• [Ausgewählter Auszug]:
Wenn Du Deine Mutter anrufst - wie sprichst Du mit ihr?

Yana Movchan:

Mit meiner Mutter spreche ich eine komische Mischsprache, teilweise Russisch, teilweise Ukrainisch.

Gegenwind:

Welche Stellung hatte das Ukrainische in der Ukraine zur Zeit der Sowjetunion?

Yana Movchan:

Das war nicht eindeutig geregelt. Im Osten und im Zentrum der Ukraine wurde mehr Russisch gesprochen, die Amtssprache war auch Russisch. In der Westukraine war das Ukrainische immer ganz stark vertreten. Dort gab es auch in der Zeit der Sowjetunion vor allem ukrainische Fernsehsender, nicht viele russische Sendungen, und auch Bücher und Zeitungen waren auf Ukrainisch. Auch auf der Straße wurde dort meistens Ukrainisch gesprochen.

Gegenwind:

War das Ukrainische vom Staat immer als eigene Sprache anerkannt?

Yana Movchan:

Ja, das war immer als eigene Sprache anerkannt.

Gegenwind:

Was passierte 1991? Die Ukraine wurde unabhängig. Wie hat die Regierung über die Sprachen entschieden?

• [Aufgaben]:
[1] Gib aus dem Interview alles von „War das Ukrainische vom“ bis hinunter zu „die Sprachen entschieden?“ unverändert aus.
[2] Fasse im Interview den Absatz, der mit „Das war nicht eindeutig geregelt“ beginnt, als kurze Stichpunktliste zusammen.
[3] In welcher Sprache spricht Yana Movchan laut dem Interview mit ihrer Mutter?

• [Aufgeführte Einträge]:
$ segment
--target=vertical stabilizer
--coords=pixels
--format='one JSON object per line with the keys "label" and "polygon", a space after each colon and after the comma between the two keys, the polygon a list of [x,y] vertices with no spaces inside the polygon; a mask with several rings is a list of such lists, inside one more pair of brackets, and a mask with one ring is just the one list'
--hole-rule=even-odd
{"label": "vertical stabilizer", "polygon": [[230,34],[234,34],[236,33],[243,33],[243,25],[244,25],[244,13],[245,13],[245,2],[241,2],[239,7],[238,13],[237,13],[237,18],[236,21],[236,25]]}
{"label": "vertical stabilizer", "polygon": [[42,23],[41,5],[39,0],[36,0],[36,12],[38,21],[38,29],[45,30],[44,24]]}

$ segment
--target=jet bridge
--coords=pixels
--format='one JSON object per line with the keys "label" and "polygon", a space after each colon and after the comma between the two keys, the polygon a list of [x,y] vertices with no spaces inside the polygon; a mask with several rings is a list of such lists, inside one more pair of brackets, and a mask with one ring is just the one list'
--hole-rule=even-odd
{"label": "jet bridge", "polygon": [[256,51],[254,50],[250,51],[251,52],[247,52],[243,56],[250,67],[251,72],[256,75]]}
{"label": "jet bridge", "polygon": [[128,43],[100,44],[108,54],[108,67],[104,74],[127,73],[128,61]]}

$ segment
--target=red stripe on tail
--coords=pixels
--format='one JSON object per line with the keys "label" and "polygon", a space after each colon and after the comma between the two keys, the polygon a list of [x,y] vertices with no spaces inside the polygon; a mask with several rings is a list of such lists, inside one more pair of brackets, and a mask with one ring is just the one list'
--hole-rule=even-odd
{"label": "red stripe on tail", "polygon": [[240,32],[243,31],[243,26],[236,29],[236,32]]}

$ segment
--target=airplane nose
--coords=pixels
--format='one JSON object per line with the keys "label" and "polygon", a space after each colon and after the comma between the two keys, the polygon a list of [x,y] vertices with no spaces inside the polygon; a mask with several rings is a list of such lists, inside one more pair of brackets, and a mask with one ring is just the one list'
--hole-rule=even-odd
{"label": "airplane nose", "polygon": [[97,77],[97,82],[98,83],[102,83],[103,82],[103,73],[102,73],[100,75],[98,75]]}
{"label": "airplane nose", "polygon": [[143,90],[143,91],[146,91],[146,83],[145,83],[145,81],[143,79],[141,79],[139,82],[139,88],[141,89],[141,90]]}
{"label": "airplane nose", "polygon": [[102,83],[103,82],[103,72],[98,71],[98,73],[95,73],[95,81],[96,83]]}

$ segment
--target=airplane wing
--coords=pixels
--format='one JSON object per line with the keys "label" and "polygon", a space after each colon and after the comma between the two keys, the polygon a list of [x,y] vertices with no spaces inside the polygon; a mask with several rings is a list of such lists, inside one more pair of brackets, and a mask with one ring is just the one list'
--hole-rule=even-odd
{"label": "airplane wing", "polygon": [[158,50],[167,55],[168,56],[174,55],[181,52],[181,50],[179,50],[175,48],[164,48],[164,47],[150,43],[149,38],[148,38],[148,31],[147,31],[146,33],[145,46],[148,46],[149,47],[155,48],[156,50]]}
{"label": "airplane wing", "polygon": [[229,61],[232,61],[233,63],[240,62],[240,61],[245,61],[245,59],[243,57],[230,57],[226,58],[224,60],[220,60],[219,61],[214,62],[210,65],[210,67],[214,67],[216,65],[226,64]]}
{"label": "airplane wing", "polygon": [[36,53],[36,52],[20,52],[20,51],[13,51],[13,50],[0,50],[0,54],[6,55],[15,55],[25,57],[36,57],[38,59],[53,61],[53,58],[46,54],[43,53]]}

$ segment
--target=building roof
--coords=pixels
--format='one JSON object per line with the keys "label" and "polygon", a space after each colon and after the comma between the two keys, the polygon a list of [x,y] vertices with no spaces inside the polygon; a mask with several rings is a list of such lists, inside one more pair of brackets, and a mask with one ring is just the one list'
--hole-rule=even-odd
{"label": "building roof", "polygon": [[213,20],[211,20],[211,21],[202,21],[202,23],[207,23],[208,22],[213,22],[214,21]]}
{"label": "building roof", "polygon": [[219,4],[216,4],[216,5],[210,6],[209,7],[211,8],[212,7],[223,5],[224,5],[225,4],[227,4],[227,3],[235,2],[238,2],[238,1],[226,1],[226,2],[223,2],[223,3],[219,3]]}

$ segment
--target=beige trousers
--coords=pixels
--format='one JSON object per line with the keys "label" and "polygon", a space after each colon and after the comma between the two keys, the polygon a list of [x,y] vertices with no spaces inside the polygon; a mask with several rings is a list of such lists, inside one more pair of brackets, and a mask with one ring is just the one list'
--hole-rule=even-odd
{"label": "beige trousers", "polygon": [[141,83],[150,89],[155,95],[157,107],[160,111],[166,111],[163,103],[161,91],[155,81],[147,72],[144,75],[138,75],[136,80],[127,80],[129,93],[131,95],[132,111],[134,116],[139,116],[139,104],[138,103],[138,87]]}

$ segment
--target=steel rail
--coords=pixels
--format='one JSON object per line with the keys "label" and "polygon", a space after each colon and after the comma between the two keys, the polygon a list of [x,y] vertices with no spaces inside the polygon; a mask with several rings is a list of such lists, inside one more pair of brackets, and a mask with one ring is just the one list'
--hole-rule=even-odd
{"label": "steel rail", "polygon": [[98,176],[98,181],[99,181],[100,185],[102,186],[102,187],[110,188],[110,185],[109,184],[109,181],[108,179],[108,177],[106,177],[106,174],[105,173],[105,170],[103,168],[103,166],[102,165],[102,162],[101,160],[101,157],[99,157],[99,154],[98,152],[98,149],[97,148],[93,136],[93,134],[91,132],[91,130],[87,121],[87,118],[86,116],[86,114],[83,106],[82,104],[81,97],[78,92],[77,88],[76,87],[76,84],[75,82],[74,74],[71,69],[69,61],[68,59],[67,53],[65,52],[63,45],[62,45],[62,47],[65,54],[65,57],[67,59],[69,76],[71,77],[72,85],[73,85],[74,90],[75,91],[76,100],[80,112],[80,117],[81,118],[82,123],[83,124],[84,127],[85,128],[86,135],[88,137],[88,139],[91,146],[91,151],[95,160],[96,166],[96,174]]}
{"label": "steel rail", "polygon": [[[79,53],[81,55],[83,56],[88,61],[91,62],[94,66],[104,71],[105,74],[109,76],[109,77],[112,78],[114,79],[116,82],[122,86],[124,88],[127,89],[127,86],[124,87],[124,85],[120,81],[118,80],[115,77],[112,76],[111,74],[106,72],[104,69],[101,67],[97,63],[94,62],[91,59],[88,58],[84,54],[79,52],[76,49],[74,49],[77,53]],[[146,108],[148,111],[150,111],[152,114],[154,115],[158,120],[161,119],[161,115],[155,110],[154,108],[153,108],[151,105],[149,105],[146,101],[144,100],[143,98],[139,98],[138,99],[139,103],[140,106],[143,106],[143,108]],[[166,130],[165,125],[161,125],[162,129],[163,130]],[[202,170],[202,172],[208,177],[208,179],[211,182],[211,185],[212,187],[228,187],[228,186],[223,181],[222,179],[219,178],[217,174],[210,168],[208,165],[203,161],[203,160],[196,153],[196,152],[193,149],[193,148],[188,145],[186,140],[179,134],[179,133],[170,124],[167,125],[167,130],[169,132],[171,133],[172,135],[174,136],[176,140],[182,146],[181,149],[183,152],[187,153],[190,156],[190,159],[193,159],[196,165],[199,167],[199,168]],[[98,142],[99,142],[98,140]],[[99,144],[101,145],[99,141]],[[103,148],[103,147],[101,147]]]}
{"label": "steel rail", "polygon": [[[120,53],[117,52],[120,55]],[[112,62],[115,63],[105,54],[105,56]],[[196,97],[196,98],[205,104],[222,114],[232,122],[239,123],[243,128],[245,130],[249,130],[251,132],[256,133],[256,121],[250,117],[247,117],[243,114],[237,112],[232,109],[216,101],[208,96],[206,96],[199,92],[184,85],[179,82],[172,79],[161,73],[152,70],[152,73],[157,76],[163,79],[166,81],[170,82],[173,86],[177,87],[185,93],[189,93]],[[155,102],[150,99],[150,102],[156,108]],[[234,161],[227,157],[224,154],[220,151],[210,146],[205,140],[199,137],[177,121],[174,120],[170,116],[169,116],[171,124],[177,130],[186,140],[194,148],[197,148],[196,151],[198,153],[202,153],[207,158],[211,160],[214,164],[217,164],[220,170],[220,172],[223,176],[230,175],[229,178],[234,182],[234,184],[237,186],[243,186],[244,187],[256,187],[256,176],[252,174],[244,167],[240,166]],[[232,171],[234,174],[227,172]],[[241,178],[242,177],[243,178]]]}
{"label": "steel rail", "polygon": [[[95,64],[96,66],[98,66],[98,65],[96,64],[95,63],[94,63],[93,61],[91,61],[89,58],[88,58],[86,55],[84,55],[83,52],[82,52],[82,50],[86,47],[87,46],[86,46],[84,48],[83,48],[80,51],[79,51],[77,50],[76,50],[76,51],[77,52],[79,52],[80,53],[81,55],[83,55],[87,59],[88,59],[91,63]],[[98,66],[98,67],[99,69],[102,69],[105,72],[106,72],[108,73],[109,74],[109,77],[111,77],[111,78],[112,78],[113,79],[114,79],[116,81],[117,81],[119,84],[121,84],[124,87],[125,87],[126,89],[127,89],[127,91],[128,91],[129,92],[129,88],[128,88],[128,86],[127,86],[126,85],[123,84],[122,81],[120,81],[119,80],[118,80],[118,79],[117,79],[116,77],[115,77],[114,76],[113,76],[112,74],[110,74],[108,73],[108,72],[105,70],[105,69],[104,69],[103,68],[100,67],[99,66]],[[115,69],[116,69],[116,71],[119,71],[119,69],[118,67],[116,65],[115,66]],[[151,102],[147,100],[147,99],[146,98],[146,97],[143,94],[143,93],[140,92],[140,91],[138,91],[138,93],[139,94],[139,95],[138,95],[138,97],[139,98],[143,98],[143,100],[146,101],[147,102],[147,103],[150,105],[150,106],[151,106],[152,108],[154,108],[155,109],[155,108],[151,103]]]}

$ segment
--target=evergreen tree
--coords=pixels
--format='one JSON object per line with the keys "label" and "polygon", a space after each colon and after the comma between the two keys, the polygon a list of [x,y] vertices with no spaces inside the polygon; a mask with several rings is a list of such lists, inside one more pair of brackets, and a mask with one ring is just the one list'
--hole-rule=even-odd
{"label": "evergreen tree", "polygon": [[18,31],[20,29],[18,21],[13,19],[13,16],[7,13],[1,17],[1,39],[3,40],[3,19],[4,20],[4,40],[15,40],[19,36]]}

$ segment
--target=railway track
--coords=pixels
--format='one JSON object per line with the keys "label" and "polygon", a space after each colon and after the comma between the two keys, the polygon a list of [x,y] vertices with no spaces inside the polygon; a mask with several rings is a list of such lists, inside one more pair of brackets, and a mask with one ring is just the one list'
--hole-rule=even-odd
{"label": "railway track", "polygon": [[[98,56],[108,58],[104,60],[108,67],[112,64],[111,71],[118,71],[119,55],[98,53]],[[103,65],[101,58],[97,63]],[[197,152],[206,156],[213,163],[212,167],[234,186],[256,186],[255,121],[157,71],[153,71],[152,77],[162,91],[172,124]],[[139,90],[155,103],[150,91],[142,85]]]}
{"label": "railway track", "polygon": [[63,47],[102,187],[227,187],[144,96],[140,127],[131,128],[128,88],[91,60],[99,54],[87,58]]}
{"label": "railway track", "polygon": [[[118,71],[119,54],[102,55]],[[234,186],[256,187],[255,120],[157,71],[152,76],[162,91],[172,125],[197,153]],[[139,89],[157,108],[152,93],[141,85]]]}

• [Lösungen]:
[1]
War das Ukrainische vom Staat immer als eigene Sprache anerkannt?

Yana Movchan:

Ja, das war immer als eigene Sprache anerkannt.

Gegenwind:

Was passierte 1991? Die Ukraine wurde unabhängig. Wie hat die Regierung über die Sprachen entschieden?

[2]
- Keine eindeutige Regelung
- Osten und Zentrum der Ukraine: mehr Russisch gesprochen, Amtssprache Russisch
- Westukraine: Ukrainisch immer stark vertreten
- Dort auch zur Sowjetzeit vor allem ukrainische Fernsehsender, wenige russische Sendungen
- Bücher und Zeitungen auf Ukrainisch
- Auf der Straße meist Ukrainisch

[3] In einer Mischsprache, teilweise Russisch, teilweise Ukrainisch.